• Что нужно сделать:
1: Выпишите из предложенного отрывка всех, с кем сравнивается то, как любовь теперь любит тело, которое раньше любила страстно.
2: Определите, соответствуют ли предложенному отрывку утверждения: (a) человек в старости не болеет, а подвергается нападениям смерти; (b) Лимонов ближе к Бунину, чем к Цветаевой; (c) Вера Николаевна не может отдать тело смерти. Ответьте «да» или «нет» и приведите точную цитату, которая это решает.
╭─ Предложенный отрывок
Вряд ли серьезно относящийся и к Цветаевой, и к Бунину Эдуард Лимонов в своей книге, подводящей итог всей жизни, ближе все-таки по букве и духу к Цветаевой (нет, Бунин, конечно, в текстах тоже этот страх преодолевал, потому что текст всегда сильней тебя, автора, слабого и сейчас еле шевелящегося).

Лимонов в книге «Старик путешествует» говорит жизни «нет»:

На самом деле человек в старости не болеет, а подвергается нападениям смерти. Она его кусает, душит, сдавливает своими клыками, порой отступает, затем опять наваливается.

Человеку представляется, что это очередная болезнь. Но это не болезнь, это смерть его выкручивает. Она хочет своего, пришла ему пора обратиться в другую форму. Ах, как он не хочет, он же к этой привык!

Отдай, дурень, это тело! Тебе оно будет ненужным более. Ты перейдешь к более высоким формам жизни (или к более низким, или к ничему).

Но это тело, тело любви, уже не действенной, но она есть там, любовь, любви же не нужно ни ласк, ни соитий (даже страшно подумать о старческих соитьях); нет, любви нужно то тело, которое она раньше любила страстно, а теперь любит как ребенка, как собачку, кошечку, птичку, как старую мать или отца, – это тело нужно Вере Николаевне. Когда-то она отдала его тело – вполне еще бодрое – другой женщине, терпела все это рядом, но смерти она это тело отдать не может.

…Однако время опять качнулось, пошло вспять – и вот нет уже ни опасности смерти, ни близкой разлуки, которую не переиграть. Пока только наплывает ну не нищета, конечно, а бедность.
╰─
╭─ Исходные данные
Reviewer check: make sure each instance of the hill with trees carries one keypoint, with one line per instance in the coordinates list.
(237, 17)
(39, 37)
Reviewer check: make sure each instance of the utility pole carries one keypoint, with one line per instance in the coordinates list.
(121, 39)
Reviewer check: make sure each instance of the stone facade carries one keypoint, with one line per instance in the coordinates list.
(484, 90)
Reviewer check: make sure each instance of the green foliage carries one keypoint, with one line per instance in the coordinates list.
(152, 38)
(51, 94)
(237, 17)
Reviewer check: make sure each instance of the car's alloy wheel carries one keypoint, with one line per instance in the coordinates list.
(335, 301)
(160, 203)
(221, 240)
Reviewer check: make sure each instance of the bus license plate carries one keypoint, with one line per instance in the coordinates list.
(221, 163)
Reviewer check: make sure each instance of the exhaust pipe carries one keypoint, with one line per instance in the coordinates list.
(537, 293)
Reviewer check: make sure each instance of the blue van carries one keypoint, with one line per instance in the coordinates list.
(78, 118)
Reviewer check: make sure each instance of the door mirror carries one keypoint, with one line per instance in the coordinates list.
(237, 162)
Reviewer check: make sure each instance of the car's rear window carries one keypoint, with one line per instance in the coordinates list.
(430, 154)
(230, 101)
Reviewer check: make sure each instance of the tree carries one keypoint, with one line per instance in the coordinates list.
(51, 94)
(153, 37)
╰─
• Ответы по заданиям:
1: Ребенок, собачка, кошечка, птичка, старая мать, отец.

2:
(a) Да: «На самом деле человек в старости не болеет, а подвергается нападениям смерти».
(b) Нет: «ближе все-таки по букве и духу к Цветаевой».
(c) Да: «но смерти она это тело отдать не может».